* start SOURCE TEXT *

33.3. Three in a Row

If you were working out a collinearity problem with pencil and paper, how would you go about it? One natural approach is to plot the positions of the three points on graph paper, and then, if the answer isn't obvious by inspection, draw a line through two of the points and see whether the line passes through the third point (see Figure 33-2). If it's a close call, accuracy in placing the points and drawing the line becomes critical.

Figure 33-2. Three noncollinear points

A computer program can do the same thing, although for the computer nothing is ever "obvious by inspection." To draw a line through two points, the program derives the equation of that line. To see whether the third point lies on the line, the program tests whether or not the coordinates of the point satisfy the equation. (Exercise: For any set of three given points, there are three pairs of points you could choose to connect, in each case leaving a different third point to be tested for collinearity. Some choices may make the task easier than others, in the sense that less precision is needed. Is there some simple criterion for making this decision?)

The equation of a line takes the form y=mx+b, where m is the slope and b is the y-intercept, the point (if there is one) where the line crosses the y-axis. So, given three points p, q, and r, you want to find the values of m and b for the line that passes through two of them, and then test the x-and y-coordinates of the third point to see if the same equation holds.

Here's the code:

	(defun naive-collinear (px py qx qy rx ry)
	  (let ((m (slope px py qx qy))
	        (b (y-intercept px py qx qy)))
	    (= ry (+ (* m rx) b))))

The procedure is a predicate: it returns a Boolean value of true or false (in Lisp argot, t or nil). The six arguments are the x-and y-coordinates of the points p, q, and r. The let form introduces local variables named m and b, binding them to values returned by the procedures slope and y-intercept. I'll return shortly to the definitions of those procedures, but their functions should be apparent from their names. Finally, the last line of the procedure does all the work, posing the question: is the y-coordinate of point r equal to m times the x-coordinate of r, plus b? The answer is returned as the value of the naive-collinear function.

Could it be simpler? Well, we'll see. Does it work? Often. If you were to set the procedure loose on a large collection of points generated at random, it would probably run without error for a very long time. Nevertheless, it's easy to break it. Just try applying it to points with (x y) coordinates (0 0), (0 1), and (0 2). These points are surely collinear—they all lie on the y-axis—and yet the naive-collinear procedure can't be expected to return a sensible value when given them as arguments.

The root cause of this failure is lurking inside the definition of slope. Mathematically, the slope m is Δy/Δx, which the program calculates as follows:

	(defun slope (px py qx qy)
	  (/ (- qy py) (- qx px))))

If p and q happen to have the same x-coordinate, then Δx is zero, and Δy/Δx is undefined. If you insist on trying to calculate the slope, you'll get no further than a divide-by-zero error. There are lots of ways of coping with this annoyance. The method I chose as I first assembled the pieces of this little program was to have slope return a special signal value if px is equal to qx. The Lisp custom is to use the value nil for this purpose:

	(defun slope (px py qx qy)

* end SOURCE TEXT *
* start RECORDS *

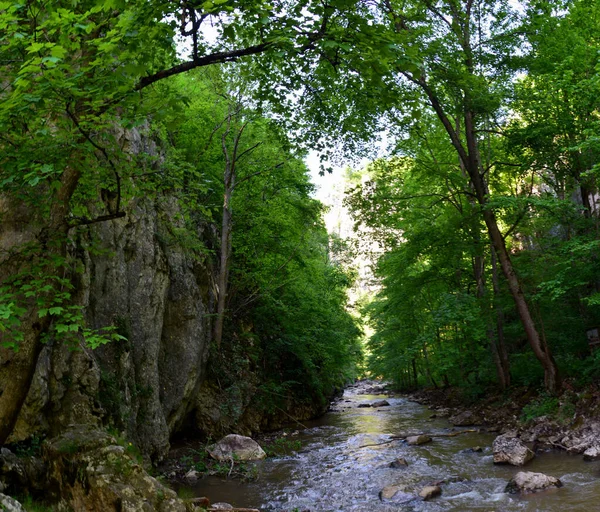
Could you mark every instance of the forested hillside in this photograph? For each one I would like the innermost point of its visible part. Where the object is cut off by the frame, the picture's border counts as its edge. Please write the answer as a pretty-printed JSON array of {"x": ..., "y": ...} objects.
[
  {"x": 164, "y": 266},
  {"x": 165, "y": 269},
  {"x": 488, "y": 213}
]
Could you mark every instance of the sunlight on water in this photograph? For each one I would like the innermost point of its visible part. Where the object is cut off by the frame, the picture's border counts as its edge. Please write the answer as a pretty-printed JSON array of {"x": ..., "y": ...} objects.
[{"x": 344, "y": 464}]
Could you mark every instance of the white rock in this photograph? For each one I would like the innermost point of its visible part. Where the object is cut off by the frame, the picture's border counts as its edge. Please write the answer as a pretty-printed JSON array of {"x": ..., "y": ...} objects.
[
  {"x": 430, "y": 491},
  {"x": 527, "y": 482},
  {"x": 236, "y": 447},
  {"x": 511, "y": 450},
  {"x": 592, "y": 453}
]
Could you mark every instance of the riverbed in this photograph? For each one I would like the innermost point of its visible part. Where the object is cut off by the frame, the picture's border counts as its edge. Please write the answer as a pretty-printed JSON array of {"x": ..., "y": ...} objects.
[{"x": 343, "y": 464}]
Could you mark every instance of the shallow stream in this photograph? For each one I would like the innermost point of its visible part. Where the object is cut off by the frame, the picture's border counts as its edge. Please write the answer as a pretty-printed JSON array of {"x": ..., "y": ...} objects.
[{"x": 335, "y": 470}]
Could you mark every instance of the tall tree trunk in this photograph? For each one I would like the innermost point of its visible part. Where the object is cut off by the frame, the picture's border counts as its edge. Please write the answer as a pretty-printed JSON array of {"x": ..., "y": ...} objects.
[
  {"x": 500, "y": 345},
  {"x": 225, "y": 255},
  {"x": 551, "y": 376}
]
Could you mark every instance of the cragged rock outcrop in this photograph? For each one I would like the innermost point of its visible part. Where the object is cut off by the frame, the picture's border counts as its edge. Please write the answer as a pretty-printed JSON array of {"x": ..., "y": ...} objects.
[
  {"x": 509, "y": 449},
  {"x": 526, "y": 482},
  {"x": 18, "y": 473},
  {"x": 88, "y": 470}
]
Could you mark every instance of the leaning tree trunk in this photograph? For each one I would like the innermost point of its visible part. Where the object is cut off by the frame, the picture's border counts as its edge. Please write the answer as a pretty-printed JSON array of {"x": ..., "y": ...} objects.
[
  {"x": 500, "y": 344},
  {"x": 542, "y": 353},
  {"x": 18, "y": 367}
]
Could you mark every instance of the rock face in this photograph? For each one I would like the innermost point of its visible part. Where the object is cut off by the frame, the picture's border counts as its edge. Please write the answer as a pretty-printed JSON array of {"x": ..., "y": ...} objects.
[
  {"x": 527, "y": 482},
  {"x": 236, "y": 447},
  {"x": 417, "y": 440},
  {"x": 88, "y": 470},
  {"x": 511, "y": 450},
  {"x": 430, "y": 491},
  {"x": 159, "y": 297}
]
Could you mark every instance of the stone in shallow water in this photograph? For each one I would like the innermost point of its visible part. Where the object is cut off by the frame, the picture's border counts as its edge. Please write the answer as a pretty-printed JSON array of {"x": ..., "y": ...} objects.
[
  {"x": 465, "y": 419},
  {"x": 380, "y": 403},
  {"x": 396, "y": 493},
  {"x": 526, "y": 482},
  {"x": 236, "y": 447},
  {"x": 592, "y": 453},
  {"x": 416, "y": 440},
  {"x": 399, "y": 463},
  {"x": 511, "y": 450}
]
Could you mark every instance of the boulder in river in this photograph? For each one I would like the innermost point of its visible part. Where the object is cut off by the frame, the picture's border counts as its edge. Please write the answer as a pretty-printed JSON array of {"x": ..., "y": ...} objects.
[
  {"x": 236, "y": 447},
  {"x": 399, "y": 463},
  {"x": 396, "y": 493},
  {"x": 526, "y": 482},
  {"x": 511, "y": 450},
  {"x": 417, "y": 440},
  {"x": 592, "y": 453},
  {"x": 380, "y": 403},
  {"x": 430, "y": 491},
  {"x": 465, "y": 419}
]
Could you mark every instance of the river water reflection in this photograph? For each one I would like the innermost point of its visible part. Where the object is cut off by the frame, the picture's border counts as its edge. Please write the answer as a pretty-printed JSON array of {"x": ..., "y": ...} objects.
[{"x": 335, "y": 470}]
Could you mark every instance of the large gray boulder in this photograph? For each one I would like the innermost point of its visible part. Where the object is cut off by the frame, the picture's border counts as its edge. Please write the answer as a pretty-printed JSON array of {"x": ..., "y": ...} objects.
[
  {"x": 236, "y": 447},
  {"x": 511, "y": 450},
  {"x": 465, "y": 419},
  {"x": 526, "y": 482}
]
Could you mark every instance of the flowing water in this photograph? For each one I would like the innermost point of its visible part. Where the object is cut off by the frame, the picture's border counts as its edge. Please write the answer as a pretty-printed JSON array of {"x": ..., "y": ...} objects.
[{"x": 338, "y": 469}]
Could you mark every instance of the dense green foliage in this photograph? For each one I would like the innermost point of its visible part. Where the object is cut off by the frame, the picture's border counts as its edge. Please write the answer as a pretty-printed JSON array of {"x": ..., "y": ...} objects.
[
  {"x": 443, "y": 304},
  {"x": 80, "y": 80},
  {"x": 286, "y": 317}
]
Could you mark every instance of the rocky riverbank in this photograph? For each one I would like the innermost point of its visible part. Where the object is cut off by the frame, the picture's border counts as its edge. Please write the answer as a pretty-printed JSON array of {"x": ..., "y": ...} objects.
[{"x": 570, "y": 422}]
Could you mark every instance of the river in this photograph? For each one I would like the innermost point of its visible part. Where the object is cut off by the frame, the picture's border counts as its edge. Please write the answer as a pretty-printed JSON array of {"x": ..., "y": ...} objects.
[{"x": 335, "y": 470}]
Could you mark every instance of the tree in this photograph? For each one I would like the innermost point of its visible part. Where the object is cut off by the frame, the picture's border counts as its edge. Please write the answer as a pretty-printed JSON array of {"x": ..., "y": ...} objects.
[
  {"x": 453, "y": 59},
  {"x": 75, "y": 74}
]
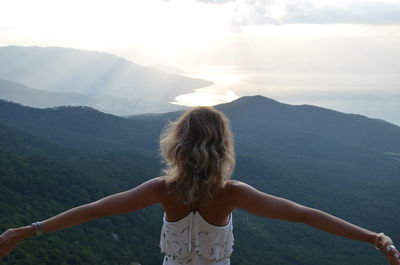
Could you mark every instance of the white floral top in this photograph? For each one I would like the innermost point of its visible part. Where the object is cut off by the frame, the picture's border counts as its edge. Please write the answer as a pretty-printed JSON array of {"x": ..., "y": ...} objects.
[{"x": 192, "y": 240}]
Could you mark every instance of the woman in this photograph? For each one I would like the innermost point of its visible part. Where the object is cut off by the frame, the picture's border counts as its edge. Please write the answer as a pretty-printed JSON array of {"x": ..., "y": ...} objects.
[{"x": 198, "y": 199}]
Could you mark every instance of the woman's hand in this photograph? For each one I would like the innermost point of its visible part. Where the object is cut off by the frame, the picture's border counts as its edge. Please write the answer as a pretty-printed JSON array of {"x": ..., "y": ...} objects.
[
  {"x": 385, "y": 245},
  {"x": 8, "y": 241},
  {"x": 393, "y": 257}
]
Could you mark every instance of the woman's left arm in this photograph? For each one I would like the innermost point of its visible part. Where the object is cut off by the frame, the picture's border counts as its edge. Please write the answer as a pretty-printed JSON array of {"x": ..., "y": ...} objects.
[{"x": 137, "y": 198}]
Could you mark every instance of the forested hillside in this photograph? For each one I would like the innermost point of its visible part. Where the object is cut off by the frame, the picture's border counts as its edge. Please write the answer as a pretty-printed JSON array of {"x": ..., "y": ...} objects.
[{"x": 55, "y": 159}]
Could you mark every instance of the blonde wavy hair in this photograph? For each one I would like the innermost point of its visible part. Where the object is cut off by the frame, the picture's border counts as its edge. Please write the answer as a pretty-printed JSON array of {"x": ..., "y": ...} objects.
[{"x": 198, "y": 152}]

* end RECORDS *

== WHAT IS BEING ASKED ==
Return the part of the collinearity text between "(let ((m (slope" and "the naive-collinear function.", inclusive, copied word for word.

== TASK OUTPUT ==
(let ((m (slope px py qx qy))
	        (b (y-intercept px py qx qy)))
	    (= ry (+ (* m rx) b))))

The procedure is a predicate: it returns a Boolean value of true or false (in Lisp argot, t or nil). The six arguments are the x-and y-coordinates of the points p, q, and r. The let form introduces local variables named m and b, binding them to values returned by the procedures slope and y-intercept. I'll return shortly to the definitions of those procedures, but their functions should be apparent from their names. Finally, the last line of the procedure does all the work, posing the question: is the y-coordinate of point r equal to m times the x-coordinate of r, plus b? The answer is returned as the value of the naive-collinear function.